◆ READING TEXT
┏━━

Stores language model vocabulary. Satisfies two common language modeling requirements for a vocabulary:

  • When checking membership and calculating its size, filters items

by comparing their counts to a cutoff value. Adds a special "unknown" token which unseen words are mapped to.

Example

julia> words = ["a", "c", "-", "d", "c", "a", "b", "r", "a", "c", "d"]
julia> vocabulary = Vocabulary(words, 2) 
  Vocabulary(Dict("<unk>"=>1,"c"=>3,"a"=>3,"d"=>2), 2, "<unk>") 

julia> vocabulary.vocab
  Dict{String,Int64} with 4 entries:
   "<unk>" => 1
   "c"     => 3
   "a"     => 3
   "d"     => 2

Tokens with counts greater than or equal to the cutoff value will
be considered part of the vocabulary.
julia> vocabulary.vocab["c"]
 3

julia> "c" in keys(vocabulary.vocab)
 true

julia> vocabulary.vocab["d"]
 2

julia> "d" in keys(vocabulary.vocab)
 true

Tokens with frequency counts less than the cutoff value will be considered not
part of the vocabulary even though their entries in the count dictionary are
preserved.
julia> "b" in keys(vocabulary.vocab)

┗━━

◆ DATA PROVIDED
┏━━

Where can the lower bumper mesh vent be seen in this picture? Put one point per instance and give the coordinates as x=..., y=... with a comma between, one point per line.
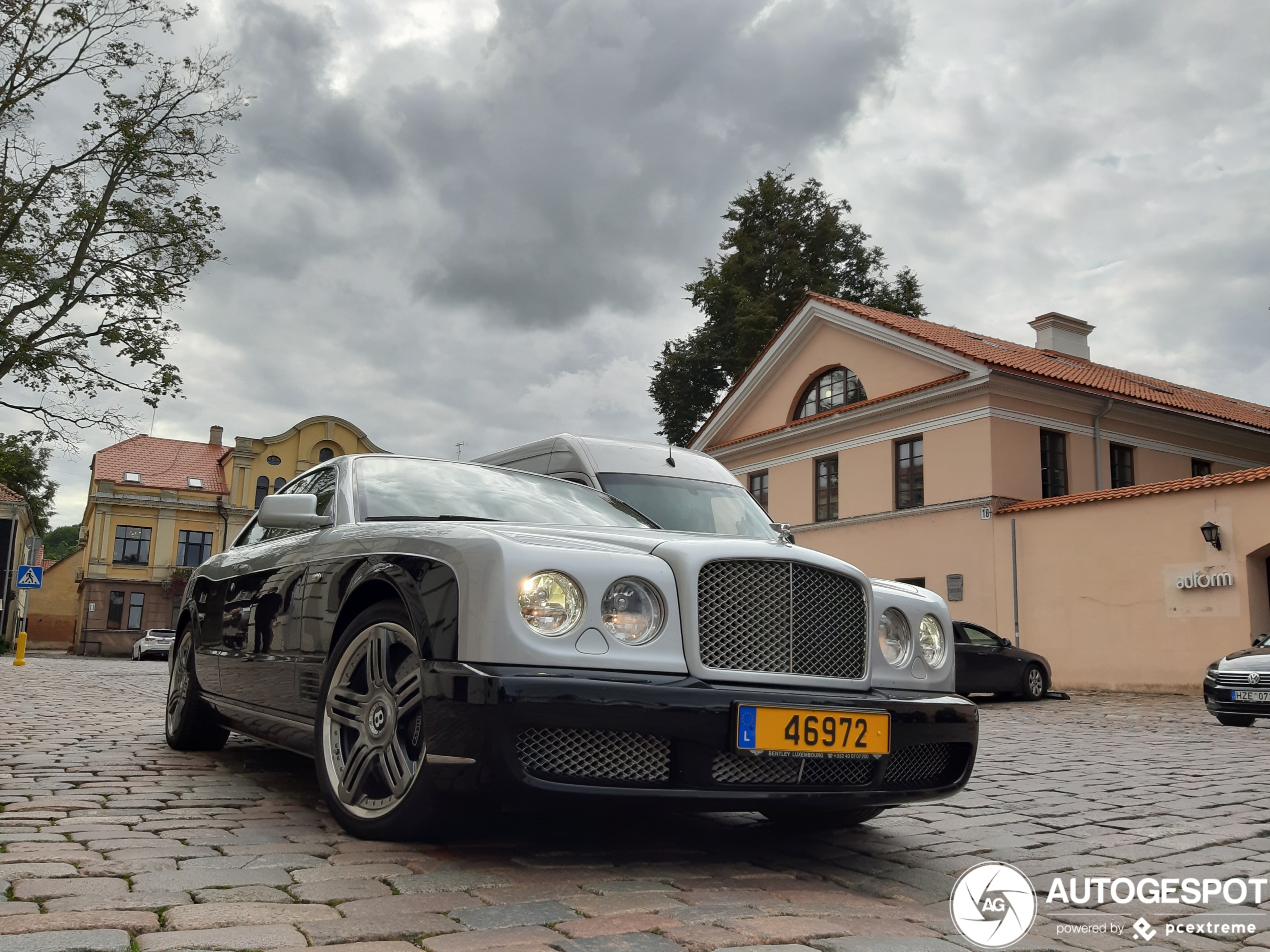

┗━━

◆ WHAT YOU NEED TO DO
• 1. List every key shown in the printed dictionary returned by vocabulary.vocab in the vocabulary documentation.
• 2. Proceed with the vocabulary documentation, starting right after its final line.

◆ EXPECTED ANSWERS
• 1. "<unk>", "c", "a", "d"

• 2.
 false

julia> "<unk>" in keys(vocabulary.vocab)
 true

We can look up words in a vocabulary using its `lookup` method.
"Unseen" words (with counts less than cutoff) are looked up as the unknown label.
If given one word (a string) as an input, this method will return a string.
julia> lookup("a")
 'a'

julia> word = ["a", "-", "d", "c", "a"]

julia> lookup(vocabulary ,word)
 5-element Array{Any,1}:
  "a"    
  "<unk>"
  "d"    
  "c"    
  "a"

If given a sequence, it will return an Array{Any,1} of the looked up words as shown above.
   
It's possible to update the counts after the vocabulary has been created.
julia> update(vocabulary,["b","c","c"])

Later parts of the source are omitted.